*To do:*
Answer these questions using the excerpt on India's two-wheeler market below:
1. What is the capacity of Suzuki's plant in Guragaon?
2. By what percentage did scooter sales grow in the last financial year, and to how many units?
3. What annual capacity will Honda's forthcoming plant in Vithalapur have?

*Excerpt to read:*

________________________________________

Suzuki is the other Japanese motorcycle-maker eyeing up India. At present, it has a capacity of 540,000 units at its Guragaon plant in Harayana, not far from where it builds its market-dominating cars with local maker Maruti. Of the other players, local maker Bajaj said in its 2013-14 annual report that it wants to boost capacity from its current 5.76m units per annum to around 6m by March 2015. Bajaj is the third-biggest seller in the country, though it suffered a fall in sales in the first half of this financial year, dropping below 1m to 953,000.
 
Scooting ahead with sales
Of the two-wheeler OEMs that are expanding, those which have got to grips with the fast-growing scooter market are doing best. Scooters have been popular in India ever since Piaggio licensed its Vespa to Bajaj in the 1960s (copies are still being made by LML at its factory in Kanpur, Uttar Pradesh), but it is only recently that sales have really taken off, growing 22% in the last financial year to 3.75m units. That rise has continued this year, with 2.19m sold in the six months from April to September – an increase of 32%, according to SIAM figures.


“We are confident that Yamaha’s efforts in India will lead directly to sales growth in Africa as well” – Hiroyuki Suzuki, India Yamaha


Two factors are pushing up sales, Chanchal Chauhan, special correspondent for The Economic Times, told AMS: increased urbanisation and the rising number of female riders. “The scooter is more flexible and dependable than a motorcycle in towns and cities,” he explained. He said that motorcycles are now predominantly bought in rural areas, with Hero’s budget Splendor machine alone taking a massive 20% of the two-wheeler market.

Abe at Honda predicts that the scooter sector will hit 35% of the two-wheeler market in the next five to ten years, up from around 25% now. The company is one of the biggest sellers of scooters, and its forthcoming plant in Vithalapur, Gujurat, will produce only scooters. An annual capacity of 1.2m units will make it the largest scooter plant in the world, Honda says.

________________________________________

[Coordinate labeling data]
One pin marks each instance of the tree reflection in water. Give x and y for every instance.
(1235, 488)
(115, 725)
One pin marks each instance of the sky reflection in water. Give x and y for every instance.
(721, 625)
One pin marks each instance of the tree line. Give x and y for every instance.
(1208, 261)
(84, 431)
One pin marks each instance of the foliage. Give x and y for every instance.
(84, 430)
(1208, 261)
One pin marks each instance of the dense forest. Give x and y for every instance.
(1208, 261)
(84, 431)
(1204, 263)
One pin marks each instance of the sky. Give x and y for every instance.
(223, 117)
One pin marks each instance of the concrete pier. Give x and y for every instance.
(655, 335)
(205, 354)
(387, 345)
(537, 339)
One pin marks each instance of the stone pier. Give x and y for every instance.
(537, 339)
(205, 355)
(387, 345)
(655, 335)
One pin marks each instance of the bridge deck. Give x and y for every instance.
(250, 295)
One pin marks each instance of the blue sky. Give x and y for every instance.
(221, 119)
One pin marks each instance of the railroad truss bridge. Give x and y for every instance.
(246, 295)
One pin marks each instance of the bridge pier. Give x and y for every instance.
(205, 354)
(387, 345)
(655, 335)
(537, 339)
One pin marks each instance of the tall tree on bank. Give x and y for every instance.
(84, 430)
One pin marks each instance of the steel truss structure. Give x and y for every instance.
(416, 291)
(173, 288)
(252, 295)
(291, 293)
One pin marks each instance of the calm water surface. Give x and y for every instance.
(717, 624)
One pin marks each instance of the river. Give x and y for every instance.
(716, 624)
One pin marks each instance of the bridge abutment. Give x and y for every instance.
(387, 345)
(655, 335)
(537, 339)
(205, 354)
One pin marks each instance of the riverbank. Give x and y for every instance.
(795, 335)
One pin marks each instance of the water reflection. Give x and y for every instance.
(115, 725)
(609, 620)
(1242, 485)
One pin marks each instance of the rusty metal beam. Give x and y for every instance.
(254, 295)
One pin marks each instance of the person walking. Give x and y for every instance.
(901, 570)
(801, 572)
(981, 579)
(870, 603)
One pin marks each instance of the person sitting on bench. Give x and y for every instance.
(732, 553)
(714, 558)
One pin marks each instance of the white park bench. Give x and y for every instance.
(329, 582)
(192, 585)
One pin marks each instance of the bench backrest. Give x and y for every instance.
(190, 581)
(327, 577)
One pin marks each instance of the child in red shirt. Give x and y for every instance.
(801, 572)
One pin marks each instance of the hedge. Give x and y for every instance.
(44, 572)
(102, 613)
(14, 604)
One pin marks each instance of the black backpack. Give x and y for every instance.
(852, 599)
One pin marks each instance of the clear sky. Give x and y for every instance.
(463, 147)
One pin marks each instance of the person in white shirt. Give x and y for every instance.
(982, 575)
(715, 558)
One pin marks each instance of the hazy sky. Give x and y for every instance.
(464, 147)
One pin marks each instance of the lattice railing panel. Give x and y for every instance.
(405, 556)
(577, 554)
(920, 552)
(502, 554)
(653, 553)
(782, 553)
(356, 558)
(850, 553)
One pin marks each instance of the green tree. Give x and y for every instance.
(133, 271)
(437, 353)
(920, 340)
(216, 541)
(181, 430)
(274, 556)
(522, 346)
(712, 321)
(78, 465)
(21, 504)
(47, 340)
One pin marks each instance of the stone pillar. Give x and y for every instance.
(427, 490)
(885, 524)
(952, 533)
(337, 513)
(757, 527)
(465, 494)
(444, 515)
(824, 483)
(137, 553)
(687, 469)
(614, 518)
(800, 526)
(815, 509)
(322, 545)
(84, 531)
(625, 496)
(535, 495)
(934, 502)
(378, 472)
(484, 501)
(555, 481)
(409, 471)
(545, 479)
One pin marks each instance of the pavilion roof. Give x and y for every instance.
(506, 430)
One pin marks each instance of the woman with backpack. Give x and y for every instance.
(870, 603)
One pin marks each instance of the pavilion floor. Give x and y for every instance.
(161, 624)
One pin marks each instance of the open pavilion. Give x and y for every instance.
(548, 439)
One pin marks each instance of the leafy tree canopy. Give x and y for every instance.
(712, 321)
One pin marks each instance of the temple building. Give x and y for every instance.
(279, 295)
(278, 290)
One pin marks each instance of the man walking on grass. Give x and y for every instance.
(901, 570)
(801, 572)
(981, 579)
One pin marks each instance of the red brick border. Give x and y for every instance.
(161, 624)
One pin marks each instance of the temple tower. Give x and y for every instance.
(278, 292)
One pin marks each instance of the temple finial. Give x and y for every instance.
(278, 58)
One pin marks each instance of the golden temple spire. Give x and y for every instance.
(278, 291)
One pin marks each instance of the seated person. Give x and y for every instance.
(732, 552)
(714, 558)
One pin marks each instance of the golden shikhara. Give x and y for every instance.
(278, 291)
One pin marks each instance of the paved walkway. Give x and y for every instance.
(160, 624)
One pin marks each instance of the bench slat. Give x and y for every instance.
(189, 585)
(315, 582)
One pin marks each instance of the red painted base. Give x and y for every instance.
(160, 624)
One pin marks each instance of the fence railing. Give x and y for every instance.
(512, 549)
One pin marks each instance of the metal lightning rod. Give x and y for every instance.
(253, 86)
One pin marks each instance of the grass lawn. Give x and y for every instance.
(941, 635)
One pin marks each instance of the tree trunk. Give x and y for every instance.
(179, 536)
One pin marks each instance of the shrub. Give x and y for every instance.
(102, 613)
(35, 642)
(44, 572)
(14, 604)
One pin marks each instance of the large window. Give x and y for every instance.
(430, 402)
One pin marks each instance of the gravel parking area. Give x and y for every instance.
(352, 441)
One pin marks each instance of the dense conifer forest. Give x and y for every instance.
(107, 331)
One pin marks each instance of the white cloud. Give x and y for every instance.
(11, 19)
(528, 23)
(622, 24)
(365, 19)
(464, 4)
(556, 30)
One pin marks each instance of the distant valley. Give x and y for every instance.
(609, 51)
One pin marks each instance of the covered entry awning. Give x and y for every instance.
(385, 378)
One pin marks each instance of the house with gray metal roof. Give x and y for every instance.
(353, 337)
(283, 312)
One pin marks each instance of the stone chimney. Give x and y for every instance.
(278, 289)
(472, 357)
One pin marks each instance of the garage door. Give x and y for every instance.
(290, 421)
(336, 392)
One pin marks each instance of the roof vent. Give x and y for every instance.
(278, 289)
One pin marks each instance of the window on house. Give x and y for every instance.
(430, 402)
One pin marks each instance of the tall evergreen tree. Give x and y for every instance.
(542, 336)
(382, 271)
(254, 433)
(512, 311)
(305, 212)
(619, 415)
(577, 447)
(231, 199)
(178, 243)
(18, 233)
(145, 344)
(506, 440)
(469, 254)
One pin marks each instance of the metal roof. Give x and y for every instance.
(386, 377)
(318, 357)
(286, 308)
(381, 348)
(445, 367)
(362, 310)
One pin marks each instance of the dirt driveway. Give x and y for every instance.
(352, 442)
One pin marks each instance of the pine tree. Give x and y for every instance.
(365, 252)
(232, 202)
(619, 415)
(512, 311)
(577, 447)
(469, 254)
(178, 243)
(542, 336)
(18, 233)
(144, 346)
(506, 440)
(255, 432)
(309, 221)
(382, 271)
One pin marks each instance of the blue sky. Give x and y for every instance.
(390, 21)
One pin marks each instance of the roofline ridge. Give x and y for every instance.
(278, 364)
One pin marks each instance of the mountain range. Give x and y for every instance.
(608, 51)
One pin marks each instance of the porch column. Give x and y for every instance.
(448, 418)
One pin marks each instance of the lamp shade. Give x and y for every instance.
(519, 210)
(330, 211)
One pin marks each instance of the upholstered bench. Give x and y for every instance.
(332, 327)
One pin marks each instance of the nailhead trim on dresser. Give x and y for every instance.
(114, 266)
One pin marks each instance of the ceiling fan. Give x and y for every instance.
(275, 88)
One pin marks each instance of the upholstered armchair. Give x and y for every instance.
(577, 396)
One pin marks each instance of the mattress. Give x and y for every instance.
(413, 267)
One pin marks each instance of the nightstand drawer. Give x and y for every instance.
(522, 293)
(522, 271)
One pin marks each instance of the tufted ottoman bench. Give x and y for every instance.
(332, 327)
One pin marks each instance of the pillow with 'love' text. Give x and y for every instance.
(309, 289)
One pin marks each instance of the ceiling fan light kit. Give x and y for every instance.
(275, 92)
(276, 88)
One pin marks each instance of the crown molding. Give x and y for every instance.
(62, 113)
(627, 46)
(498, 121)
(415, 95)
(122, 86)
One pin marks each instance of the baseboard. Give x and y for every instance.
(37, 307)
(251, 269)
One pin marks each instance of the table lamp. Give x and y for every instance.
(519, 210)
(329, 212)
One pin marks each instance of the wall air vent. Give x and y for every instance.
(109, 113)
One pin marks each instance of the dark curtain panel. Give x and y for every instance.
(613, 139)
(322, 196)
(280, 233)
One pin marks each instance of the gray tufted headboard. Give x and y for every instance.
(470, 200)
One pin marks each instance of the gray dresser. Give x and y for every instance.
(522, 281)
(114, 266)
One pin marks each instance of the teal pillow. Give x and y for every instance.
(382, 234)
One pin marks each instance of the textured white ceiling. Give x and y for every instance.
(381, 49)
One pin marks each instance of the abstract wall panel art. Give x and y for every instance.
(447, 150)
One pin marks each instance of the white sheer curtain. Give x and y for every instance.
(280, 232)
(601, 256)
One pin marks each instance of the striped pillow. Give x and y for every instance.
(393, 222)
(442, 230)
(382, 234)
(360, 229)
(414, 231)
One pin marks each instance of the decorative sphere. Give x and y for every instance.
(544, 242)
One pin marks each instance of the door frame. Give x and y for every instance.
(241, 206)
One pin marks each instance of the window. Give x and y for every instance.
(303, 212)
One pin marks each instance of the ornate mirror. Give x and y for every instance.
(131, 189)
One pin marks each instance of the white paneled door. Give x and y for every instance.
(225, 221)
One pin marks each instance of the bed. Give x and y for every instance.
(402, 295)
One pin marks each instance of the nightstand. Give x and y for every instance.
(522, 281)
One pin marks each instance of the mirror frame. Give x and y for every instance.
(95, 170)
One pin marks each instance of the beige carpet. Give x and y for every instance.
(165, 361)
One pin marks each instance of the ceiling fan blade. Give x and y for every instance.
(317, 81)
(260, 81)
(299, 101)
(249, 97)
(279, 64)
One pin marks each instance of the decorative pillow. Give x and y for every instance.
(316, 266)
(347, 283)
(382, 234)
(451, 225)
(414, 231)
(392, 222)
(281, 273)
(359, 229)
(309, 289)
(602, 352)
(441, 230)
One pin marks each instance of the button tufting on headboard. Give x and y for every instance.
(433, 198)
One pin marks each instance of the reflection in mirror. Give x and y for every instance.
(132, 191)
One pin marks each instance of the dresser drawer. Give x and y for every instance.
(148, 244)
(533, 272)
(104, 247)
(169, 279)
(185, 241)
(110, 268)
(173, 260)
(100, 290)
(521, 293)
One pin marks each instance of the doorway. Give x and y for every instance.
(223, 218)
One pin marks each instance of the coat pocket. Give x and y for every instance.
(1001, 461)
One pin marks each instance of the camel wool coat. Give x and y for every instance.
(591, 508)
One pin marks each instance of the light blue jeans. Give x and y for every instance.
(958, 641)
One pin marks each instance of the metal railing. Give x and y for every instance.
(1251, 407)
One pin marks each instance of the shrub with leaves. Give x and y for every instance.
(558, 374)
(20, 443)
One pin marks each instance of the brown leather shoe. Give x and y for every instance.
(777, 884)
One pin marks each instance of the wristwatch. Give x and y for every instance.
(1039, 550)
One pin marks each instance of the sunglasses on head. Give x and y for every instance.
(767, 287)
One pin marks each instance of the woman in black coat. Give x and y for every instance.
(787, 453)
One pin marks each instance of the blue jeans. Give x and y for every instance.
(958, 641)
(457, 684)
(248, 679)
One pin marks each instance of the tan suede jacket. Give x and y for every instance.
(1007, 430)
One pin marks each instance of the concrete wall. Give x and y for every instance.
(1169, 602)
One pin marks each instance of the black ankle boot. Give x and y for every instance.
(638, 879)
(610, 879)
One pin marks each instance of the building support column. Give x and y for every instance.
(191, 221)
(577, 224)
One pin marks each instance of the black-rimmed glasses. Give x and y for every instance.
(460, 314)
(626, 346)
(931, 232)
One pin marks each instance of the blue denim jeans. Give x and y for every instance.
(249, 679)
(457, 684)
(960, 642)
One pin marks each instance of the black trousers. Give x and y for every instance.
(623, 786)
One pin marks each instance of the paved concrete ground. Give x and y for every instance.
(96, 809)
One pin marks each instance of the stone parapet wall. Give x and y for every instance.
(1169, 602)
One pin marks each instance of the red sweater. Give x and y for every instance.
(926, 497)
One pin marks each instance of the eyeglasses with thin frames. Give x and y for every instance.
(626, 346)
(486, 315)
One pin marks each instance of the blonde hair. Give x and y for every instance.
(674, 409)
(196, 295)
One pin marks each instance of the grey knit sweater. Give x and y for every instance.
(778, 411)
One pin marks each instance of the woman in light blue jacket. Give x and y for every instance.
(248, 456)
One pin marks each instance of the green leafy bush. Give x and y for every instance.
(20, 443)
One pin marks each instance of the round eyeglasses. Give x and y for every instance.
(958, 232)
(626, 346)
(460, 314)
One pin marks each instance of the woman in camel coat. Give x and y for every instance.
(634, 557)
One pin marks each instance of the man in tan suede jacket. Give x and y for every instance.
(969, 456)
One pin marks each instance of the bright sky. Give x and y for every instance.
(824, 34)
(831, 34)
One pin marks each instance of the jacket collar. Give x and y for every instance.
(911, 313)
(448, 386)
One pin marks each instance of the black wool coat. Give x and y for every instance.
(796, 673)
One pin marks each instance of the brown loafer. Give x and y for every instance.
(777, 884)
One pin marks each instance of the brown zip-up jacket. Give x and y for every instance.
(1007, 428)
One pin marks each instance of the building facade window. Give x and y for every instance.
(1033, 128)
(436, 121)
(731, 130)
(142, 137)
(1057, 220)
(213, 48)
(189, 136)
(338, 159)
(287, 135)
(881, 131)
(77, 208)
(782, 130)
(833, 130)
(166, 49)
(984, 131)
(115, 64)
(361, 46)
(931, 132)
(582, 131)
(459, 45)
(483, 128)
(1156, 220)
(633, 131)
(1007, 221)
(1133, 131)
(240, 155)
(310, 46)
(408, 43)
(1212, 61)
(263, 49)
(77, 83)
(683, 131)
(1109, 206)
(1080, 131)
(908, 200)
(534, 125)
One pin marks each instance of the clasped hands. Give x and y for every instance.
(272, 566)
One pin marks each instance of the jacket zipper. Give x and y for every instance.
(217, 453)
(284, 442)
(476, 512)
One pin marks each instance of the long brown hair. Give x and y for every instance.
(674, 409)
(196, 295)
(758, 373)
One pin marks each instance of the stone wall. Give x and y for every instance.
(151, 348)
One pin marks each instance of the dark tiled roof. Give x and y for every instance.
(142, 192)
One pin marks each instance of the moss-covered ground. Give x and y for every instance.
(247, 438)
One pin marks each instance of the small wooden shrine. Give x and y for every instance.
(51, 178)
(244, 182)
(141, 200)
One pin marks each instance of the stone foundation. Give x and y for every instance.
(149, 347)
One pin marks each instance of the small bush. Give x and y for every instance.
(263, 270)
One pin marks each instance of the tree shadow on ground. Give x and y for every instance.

________________________________________

*Task solution:*
1. 540,000 units.
2. They grew 22%, to 3.75m units.
3. 1.2m units.